§ **Stated exercise**: Repeat the stretch of the piece on cycling in London from "So why would" through "in prime shape.", switching "morgue" to "mortuary".

======== Selected extract ========

If you’re a driver, recall all the times you’ve been tapped, touched or bumped by other cars. You’ve had a couple of such scrapes, haven’t you? A little scratch here, a tiny dent there, nothing worth bothering the insurance company about, and you do have your no-claims bonus to consider. Well, had you been riding a bike in London, every one of those little pats could have been fatal.

By contrast, only about six Amsterdam cyclists are killed in a year, on average. Of course, Amsterdam is a much smaller place than London, but then 35 percent of all journeys there are taken by bike, compared to only two percent in London.

Two conclusions immediately suggest themselves: first, London isn’t as suited to cycling as Amsterdam is; second, anyone who cycles through London must have his head examined – this regardless of how good a cyclist he is.

Bradley Wiggins isn’t much of a royalist, but he’s a fairly useful biker, as I think you’ll agree. His comments on the fatal accident started with the irrefutable observation that ‘London is a busy city and there’s a lot of traffic…’ And then came a startling admission: ‘I got knocked off several times.’ Being knocked off a bicycle in London constitutes a near-fatal accident, and it’s the world’s best road cyclist we’re talking about. Has Stirling Moss had many such accidents in London, in the centre of which he lives? Has Lewis Hamilton?

So why would reasonably intelligent and responsible people endanger their lives by riding their bikes in a city manifestly not designed for this mode of locomotion? Some do so because they can’t afford to travel in any other way, though one suspects that, for all of Dave’s and George’s efforts, such paupers are few. Some may feel they need the exercise for their health, so if a chap ends up on a morgue slab, at least his corpse will be in prime shape.

But most do so out of sanctimonious self-righteousness, as if pressing their holier-than-thou environmental credentials. Politicians, such as Dave and our jolly-hockey-sticks mayor, have the extra motivation of appearing cool and populist, thereby hoping to counteract their vote-losing Bullingdon past, but this is a separate subject.

As one moves through London by sensible transportation, especially motorcar, one detects the smug look on the face of every cyclist one overtakes. You may be travelling in safety and comfort, he seems to be saying, but I’m striking a blow for the cause dear to every progressive heart.

======== Extracted records ========

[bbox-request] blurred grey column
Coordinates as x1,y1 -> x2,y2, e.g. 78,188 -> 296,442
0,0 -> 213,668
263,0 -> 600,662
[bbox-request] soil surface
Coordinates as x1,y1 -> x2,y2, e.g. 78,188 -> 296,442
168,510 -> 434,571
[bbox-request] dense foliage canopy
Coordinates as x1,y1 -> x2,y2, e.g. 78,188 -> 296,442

========
======== Extracted records ========

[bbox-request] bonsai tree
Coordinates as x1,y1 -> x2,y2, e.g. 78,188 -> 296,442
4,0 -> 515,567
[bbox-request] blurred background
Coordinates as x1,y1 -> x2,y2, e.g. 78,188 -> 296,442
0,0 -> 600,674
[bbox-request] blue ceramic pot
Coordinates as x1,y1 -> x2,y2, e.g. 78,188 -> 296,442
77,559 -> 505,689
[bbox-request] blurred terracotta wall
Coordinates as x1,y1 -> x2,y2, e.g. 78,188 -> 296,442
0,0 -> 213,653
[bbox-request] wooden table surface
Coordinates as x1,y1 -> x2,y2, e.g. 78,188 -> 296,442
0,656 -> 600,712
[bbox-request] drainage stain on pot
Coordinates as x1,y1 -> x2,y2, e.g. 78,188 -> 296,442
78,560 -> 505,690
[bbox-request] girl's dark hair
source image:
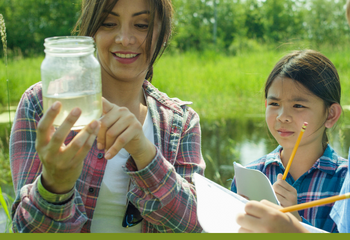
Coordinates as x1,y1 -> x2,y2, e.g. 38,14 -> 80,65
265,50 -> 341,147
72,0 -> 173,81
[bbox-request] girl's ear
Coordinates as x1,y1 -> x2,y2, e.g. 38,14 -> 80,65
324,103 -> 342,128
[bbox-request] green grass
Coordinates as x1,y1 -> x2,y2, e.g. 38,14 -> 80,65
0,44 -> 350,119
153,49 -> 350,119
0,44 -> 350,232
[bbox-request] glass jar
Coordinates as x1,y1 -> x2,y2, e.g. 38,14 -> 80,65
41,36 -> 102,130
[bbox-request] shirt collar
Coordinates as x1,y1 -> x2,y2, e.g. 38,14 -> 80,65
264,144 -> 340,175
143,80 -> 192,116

========

§ **Output of the exercise**:
So why would reasonably intelligent and responsible people endanger their lives by riding their bikes in a city manifestly not designed for this mode of locomotion? Some do so because they can’t afford to travel in any other way, though one suspects that, for all of Dave’s and George’s efforts, such paupers are few. Some may feel they need the exercise for their health, so if a chap ends up on a mortuary slab, at least his corpse will be in prime shape.